What is being asked: I'd like every line in the following listing that holds "reflection" copied.

Input for this task:
——————

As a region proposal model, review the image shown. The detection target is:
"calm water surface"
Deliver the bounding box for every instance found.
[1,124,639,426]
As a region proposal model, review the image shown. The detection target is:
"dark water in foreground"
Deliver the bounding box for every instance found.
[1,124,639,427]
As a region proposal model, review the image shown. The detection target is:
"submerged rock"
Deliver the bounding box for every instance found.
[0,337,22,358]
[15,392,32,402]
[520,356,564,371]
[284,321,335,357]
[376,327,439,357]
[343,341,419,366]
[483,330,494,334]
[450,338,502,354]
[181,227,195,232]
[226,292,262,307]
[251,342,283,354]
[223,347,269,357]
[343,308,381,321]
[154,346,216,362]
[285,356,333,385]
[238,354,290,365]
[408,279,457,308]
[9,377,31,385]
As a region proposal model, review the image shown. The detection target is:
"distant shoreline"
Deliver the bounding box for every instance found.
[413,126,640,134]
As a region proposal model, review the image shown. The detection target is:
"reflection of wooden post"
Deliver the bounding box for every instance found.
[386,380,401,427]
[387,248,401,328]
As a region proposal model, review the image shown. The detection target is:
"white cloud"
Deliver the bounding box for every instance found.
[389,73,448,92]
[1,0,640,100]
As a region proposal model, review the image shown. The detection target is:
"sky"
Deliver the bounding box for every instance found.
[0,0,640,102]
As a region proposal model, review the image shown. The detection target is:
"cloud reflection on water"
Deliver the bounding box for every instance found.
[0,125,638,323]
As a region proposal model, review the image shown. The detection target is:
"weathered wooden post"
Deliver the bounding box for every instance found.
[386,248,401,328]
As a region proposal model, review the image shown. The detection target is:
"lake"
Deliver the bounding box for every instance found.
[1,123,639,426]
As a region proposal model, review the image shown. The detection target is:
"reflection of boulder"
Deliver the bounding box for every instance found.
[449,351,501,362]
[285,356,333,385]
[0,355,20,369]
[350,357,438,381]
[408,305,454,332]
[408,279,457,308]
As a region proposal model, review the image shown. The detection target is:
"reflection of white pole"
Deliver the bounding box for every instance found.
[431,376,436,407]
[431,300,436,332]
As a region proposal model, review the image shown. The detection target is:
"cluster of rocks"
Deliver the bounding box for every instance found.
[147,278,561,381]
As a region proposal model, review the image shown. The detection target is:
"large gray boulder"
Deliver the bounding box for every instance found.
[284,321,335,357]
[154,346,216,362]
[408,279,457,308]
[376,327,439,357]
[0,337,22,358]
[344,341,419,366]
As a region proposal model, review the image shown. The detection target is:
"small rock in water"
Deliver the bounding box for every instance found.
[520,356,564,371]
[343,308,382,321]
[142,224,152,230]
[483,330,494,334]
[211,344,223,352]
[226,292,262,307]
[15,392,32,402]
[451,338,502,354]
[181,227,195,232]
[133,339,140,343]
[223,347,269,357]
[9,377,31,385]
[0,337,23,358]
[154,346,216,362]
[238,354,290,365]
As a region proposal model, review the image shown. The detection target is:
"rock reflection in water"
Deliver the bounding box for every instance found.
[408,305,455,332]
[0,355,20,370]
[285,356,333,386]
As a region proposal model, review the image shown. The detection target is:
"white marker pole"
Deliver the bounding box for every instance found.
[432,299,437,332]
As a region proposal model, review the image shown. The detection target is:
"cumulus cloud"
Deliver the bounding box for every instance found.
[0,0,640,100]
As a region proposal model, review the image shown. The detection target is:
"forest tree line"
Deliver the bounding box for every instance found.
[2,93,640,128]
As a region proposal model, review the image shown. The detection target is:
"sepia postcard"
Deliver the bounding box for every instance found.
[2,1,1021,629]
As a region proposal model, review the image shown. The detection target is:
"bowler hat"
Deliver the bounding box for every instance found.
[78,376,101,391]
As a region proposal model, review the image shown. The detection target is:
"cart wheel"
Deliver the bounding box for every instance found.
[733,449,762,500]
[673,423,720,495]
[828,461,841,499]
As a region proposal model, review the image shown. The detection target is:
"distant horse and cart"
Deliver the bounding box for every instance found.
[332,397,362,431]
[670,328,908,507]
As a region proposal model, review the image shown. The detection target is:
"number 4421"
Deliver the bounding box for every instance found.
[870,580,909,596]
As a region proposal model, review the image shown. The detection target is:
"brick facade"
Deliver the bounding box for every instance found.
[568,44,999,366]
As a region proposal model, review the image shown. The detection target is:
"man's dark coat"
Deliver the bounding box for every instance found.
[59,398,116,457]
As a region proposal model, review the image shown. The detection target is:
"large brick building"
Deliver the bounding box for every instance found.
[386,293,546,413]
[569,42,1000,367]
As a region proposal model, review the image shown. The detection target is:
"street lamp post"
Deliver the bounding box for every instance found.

——————

Your response:
"reflection of wooden post"
"cloud reflection on water"
"reflection of boulder"
"reflection of white pole"
"rock reflection in water"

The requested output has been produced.